### Excerpts from a detection dataset
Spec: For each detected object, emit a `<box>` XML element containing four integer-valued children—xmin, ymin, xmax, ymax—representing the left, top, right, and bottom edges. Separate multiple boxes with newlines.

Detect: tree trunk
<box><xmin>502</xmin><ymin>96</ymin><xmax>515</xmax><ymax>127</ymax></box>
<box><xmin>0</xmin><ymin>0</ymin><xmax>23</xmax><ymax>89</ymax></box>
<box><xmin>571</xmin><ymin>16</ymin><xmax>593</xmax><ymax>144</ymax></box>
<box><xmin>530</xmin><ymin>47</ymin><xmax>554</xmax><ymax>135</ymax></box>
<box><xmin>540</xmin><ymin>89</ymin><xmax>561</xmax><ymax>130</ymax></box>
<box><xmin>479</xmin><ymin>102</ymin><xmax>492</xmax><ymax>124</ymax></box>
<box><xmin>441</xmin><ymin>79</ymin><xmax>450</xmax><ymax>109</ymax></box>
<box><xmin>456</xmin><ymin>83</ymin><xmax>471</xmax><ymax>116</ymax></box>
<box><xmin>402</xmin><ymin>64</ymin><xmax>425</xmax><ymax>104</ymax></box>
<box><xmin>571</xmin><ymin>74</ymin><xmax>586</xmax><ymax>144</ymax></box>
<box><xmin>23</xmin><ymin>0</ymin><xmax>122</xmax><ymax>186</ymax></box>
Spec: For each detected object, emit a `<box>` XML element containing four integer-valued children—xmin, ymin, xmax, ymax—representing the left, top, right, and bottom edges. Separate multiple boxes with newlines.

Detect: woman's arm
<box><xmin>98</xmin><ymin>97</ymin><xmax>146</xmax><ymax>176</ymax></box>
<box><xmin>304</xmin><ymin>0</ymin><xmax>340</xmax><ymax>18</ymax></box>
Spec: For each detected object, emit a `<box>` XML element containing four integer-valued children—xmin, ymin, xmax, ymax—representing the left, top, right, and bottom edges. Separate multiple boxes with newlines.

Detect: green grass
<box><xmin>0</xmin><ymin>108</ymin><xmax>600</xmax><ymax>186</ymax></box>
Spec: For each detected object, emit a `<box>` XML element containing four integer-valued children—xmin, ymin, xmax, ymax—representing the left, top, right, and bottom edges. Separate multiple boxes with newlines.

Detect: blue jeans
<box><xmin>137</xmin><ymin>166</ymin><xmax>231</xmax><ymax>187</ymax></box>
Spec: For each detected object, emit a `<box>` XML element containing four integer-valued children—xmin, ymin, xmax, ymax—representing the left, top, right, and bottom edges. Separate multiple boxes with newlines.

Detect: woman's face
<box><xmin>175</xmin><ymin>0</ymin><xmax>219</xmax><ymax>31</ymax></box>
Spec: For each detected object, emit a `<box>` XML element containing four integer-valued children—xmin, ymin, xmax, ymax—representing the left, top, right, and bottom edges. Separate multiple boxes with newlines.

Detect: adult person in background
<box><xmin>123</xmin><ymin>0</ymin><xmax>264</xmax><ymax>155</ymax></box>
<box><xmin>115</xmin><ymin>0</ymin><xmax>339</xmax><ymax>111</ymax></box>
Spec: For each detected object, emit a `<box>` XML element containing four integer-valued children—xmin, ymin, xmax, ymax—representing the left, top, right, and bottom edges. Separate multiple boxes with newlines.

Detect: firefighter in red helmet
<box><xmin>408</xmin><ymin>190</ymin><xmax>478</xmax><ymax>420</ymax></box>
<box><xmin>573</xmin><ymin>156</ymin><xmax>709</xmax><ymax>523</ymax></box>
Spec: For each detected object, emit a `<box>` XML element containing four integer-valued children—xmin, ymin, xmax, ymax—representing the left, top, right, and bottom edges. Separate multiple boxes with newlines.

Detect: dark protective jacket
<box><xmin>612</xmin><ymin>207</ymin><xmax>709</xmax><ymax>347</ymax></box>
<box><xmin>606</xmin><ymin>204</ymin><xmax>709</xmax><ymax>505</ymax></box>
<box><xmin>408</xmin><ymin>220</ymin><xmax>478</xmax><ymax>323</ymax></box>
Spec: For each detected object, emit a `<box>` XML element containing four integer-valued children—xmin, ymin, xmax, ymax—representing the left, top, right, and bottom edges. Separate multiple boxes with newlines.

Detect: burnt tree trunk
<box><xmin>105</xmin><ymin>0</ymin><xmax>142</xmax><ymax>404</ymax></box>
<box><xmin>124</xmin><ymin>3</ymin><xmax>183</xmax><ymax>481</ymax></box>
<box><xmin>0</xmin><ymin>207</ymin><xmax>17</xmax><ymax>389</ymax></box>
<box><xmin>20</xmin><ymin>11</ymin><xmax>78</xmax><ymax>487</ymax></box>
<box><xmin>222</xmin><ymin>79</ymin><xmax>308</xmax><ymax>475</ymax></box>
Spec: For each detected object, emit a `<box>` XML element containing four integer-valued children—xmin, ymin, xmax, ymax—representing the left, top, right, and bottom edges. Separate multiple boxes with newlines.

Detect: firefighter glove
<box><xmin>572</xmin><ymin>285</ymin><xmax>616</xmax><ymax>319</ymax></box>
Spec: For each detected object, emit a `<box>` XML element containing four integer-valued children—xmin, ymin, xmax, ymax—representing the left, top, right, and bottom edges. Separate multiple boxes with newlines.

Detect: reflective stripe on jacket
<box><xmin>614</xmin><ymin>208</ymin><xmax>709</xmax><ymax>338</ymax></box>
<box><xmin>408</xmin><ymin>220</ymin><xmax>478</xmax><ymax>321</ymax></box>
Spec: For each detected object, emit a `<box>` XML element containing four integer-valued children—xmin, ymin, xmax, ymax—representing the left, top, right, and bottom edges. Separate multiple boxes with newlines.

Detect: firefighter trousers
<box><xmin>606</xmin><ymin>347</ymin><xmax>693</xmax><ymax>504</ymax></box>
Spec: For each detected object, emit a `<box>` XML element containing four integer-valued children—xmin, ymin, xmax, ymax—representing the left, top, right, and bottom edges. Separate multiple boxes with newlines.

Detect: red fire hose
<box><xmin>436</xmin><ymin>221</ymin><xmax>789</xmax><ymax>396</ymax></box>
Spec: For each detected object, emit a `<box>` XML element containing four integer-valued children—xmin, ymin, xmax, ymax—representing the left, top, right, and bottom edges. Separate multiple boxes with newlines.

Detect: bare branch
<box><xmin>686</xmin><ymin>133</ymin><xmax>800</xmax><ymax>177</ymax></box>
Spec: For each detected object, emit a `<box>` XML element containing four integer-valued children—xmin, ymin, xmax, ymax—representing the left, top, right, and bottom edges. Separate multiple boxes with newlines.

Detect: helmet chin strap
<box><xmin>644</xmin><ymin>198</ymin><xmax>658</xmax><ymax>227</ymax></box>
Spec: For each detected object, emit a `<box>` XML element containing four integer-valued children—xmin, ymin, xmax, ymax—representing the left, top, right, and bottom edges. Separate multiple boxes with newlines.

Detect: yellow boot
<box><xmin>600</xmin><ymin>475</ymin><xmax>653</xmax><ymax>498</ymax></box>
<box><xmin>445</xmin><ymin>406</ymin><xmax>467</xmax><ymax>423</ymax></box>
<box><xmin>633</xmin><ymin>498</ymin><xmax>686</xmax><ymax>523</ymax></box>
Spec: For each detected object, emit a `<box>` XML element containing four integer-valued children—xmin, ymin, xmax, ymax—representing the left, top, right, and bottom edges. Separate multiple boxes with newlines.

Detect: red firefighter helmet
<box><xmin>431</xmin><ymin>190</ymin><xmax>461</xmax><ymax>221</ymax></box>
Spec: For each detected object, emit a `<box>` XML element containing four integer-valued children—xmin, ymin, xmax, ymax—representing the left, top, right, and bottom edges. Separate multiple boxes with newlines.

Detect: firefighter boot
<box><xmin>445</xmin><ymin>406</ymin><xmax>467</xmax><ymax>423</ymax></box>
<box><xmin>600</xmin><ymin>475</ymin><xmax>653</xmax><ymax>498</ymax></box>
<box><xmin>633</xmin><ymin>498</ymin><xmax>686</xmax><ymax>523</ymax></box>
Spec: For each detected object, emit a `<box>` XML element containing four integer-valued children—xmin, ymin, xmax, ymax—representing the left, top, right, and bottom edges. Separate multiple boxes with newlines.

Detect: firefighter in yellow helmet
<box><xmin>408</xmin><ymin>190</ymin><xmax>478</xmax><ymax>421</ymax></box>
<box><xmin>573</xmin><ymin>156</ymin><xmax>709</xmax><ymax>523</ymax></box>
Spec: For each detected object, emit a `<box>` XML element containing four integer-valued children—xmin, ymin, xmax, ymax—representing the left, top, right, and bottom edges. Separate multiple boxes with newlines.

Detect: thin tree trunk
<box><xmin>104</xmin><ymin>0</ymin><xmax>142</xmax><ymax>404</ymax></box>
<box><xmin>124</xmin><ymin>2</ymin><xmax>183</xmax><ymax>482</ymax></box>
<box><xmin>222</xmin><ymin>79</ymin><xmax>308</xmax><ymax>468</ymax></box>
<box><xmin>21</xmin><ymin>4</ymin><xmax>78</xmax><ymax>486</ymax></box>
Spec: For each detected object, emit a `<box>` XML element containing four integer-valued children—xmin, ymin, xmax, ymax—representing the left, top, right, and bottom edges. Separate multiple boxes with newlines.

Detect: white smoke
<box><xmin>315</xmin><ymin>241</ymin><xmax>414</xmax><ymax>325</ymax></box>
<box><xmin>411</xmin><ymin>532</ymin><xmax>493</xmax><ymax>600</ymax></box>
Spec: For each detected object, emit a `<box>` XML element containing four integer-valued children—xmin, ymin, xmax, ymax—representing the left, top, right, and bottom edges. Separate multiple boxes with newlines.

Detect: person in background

### PROMPT
Write out the listing from its beginning through the line containing "Detect: tree trunk", replacing "newlines" with "line breaks" and leaving everything else unchanged.

### RESPONSE TO THE EXERCISE
Spec: For each detected object, emit a `<box>` XML element containing four integer-valued children—xmin, ymin, xmax, ymax—representing the left, top, right, and bottom edges. Separate multiple boxes with line breaks.

Detect: tree trunk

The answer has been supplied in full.